(Items from a labeling collection)
((
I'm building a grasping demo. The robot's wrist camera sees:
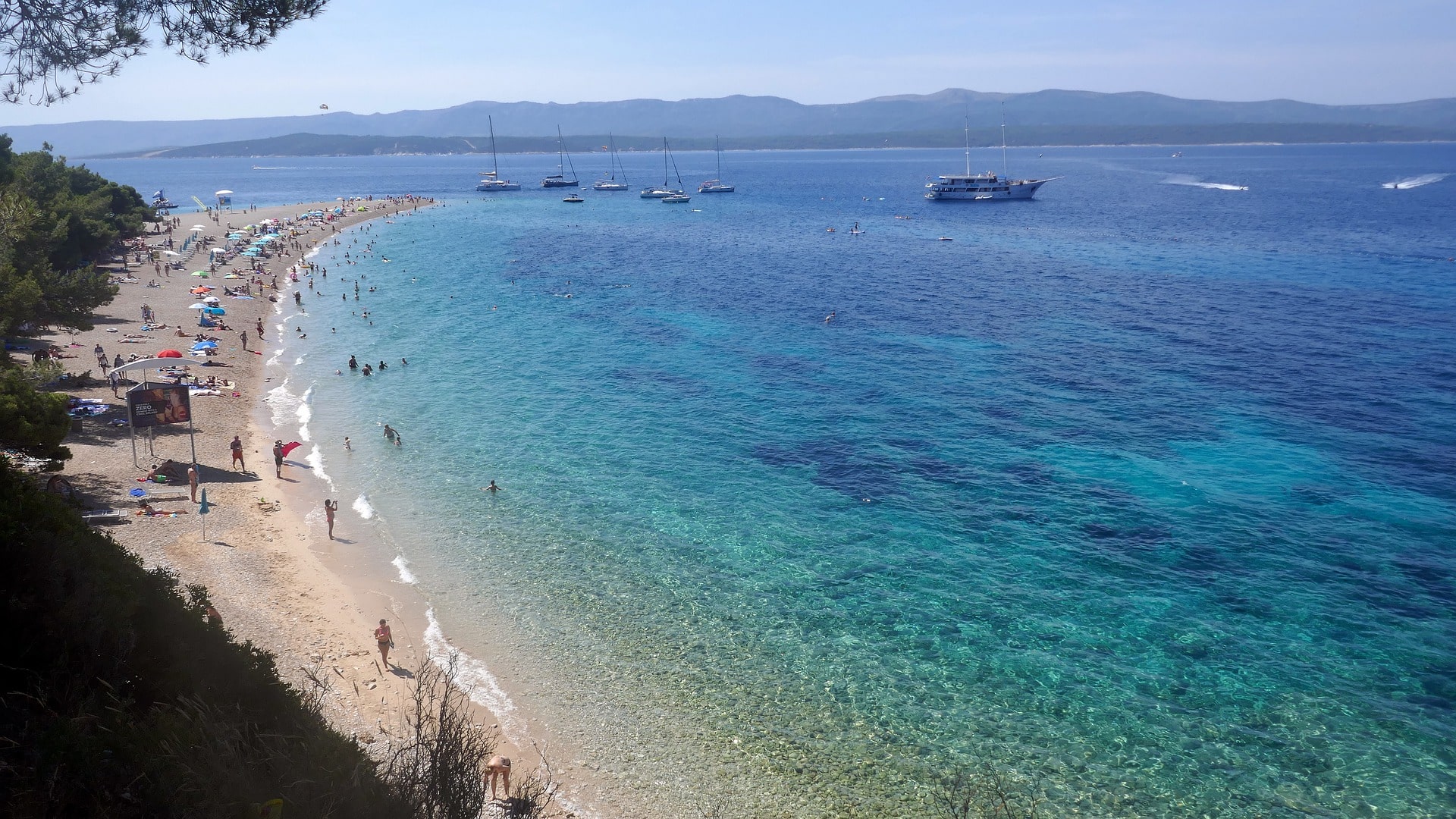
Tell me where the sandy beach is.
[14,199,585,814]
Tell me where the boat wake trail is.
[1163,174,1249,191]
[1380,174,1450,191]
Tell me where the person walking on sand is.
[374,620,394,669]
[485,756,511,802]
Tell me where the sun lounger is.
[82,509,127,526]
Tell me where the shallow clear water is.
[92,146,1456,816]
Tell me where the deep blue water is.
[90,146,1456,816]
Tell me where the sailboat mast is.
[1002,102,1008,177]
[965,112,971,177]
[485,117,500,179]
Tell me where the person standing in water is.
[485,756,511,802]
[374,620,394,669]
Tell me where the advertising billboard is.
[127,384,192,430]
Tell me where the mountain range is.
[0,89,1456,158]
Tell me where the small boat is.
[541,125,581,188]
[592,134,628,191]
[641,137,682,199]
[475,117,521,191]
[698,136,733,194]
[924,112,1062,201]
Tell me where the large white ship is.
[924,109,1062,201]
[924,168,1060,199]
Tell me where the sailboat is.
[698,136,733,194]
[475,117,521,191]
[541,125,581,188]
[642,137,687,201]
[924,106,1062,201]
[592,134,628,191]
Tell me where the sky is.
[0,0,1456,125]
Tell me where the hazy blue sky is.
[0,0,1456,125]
))
## Aim of the task
Copy every line of the data above verbatim, leaving out the pictures.

## Full solution
I'm building a grasping demo. The robot's wrist camera sees:
Tell me where the sandy beach is.
[14,199,585,814]
Tell me where the boat wake trail is.
[1163,174,1249,191]
[1380,174,1450,191]
Tell me where the person walking on sand is.
[374,620,394,669]
[485,756,511,802]
Tell me where the sun lounger is.
[82,509,127,526]
Tell me where the shallow clear water is.
[92,146,1456,816]
Tell me where the deep blue water is.
[90,146,1456,816]
Tell me where the sailboat mast is.
[1002,102,1008,177]
[965,112,971,177]
[485,117,500,179]
Tell me where the person standing in water is.
[485,756,511,802]
[374,620,394,669]
Tell me where the advertising billboard is.
[127,384,192,430]
Tell me where the mountain range is.
[0,89,1456,158]
Tell me where the small boat is.
[541,125,581,188]
[592,134,628,191]
[641,137,682,199]
[475,117,521,191]
[698,136,733,194]
[924,112,1062,201]
Tell me where the large white ship is.
[924,109,1062,201]
[924,168,1060,199]
Tell me where the sailboat is.
[698,136,733,194]
[475,117,521,191]
[541,125,581,188]
[642,137,687,201]
[924,106,1062,201]
[592,134,628,191]
Tell me where the sky is.
[0,0,1456,125]
Tell me where the hazy blue sky is.
[0,0,1456,125]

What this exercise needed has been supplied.